----- Records shown

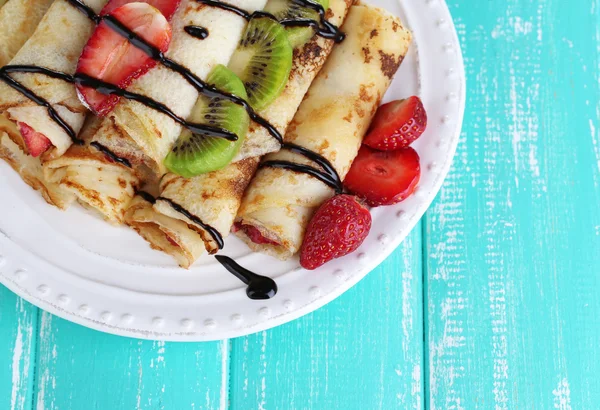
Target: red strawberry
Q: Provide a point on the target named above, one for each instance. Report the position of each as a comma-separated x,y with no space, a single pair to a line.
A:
384,177
111,58
338,228
253,234
37,143
166,7
397,124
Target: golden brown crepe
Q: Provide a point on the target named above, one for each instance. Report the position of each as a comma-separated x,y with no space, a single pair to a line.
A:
18,20
131,123
331,121
215,197
143,135
215,205
57,44
307,62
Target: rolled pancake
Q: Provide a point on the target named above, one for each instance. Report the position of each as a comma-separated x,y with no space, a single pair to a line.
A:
307,62
331,121
215,205
145,136
96,181
18,20
130,121
29,168
215,197
56,44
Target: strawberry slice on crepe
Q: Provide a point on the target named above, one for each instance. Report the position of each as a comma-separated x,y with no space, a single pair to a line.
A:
111,58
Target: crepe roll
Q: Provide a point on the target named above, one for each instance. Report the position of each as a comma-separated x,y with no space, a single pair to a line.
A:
184,221
56,44
145,136
307,61
331,121
132,131
18,20
215,198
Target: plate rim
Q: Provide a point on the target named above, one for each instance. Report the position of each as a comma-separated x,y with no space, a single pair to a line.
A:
19,280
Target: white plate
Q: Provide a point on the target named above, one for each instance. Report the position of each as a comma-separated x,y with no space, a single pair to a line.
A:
76,266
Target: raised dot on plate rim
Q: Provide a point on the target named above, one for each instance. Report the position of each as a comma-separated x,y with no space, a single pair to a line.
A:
187,323
20,274
288,304
127,318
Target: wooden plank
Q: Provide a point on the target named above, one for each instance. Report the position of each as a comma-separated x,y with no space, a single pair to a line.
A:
362,351
17,350
79,368
513,290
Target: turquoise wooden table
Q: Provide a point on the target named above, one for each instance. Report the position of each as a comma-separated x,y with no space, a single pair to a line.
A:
493,302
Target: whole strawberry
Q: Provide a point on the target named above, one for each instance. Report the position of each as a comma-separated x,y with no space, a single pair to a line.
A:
338,228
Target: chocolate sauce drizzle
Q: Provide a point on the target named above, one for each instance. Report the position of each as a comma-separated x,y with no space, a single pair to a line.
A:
111,155
327,174
146,196
259,287
212,231
110,89
198,32
323,27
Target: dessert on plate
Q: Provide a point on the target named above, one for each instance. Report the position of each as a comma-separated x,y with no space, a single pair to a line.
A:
190,119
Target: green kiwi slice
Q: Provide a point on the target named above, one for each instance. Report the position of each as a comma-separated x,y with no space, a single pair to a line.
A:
263,61
195,154
294,10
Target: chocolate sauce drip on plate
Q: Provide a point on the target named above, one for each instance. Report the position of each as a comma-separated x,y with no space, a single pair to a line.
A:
259,287
111,155
218,238
146,196
327,174
196,31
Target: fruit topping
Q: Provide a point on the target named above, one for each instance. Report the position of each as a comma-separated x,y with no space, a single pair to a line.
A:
338,228
397,124
109,57
254,234
36,142
384,177
263,61
195,154
166,7
295,10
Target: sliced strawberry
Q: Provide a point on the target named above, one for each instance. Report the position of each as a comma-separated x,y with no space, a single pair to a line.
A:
338,228
254,234
166,7
37,143
384,177
111,58
397,124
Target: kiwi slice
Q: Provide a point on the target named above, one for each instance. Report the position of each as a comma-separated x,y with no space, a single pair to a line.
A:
263,61
295,10
195,154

----------

From the data above, reproduce word for word the lines running from the line with "Target: plate rim" to the line with "Target: chocolate sauce drizzle", ends included.

Target: plate rim
Q: Provide a point on the target named above, one for each instance. Report the position of each as a comma-separated x,y with no space, a single pair to a line.
A:
19,280
Target: white plate
Q: Provide a point on the target named above, one for each instance. Report the position of each as a comma-separated x,y with no space, a single pair to a line.
A:
76,266
Target: raised dot on plate rim
Q: Provide a point on the target named above, one for each instance. Report the position of each as a comma-separated x,y with no space, a single pair to a line.
A:
187,323
20,274
288,304
127,318
Target: wooden plank
Q: Provide a point on the target named above, one for each instance. Report the position of each as a comma-separated x,y with no space, a single pair to a line.
A:
362,351
17,350
79,368
513,290
Target: turquoise wooden table
Q: Provide a point on the target named above, one for each instance. Report the position of each as a comma-separated x,y with no space, a single pair to a line.
A:
493,302
Target: whole strawberry
Q: Provide a point on the target named above, one for each instance. Report the position of each as a comma-separated x,y with no space, a single pair to a line.
A:
338,228
Target: chocolate sauce drizzle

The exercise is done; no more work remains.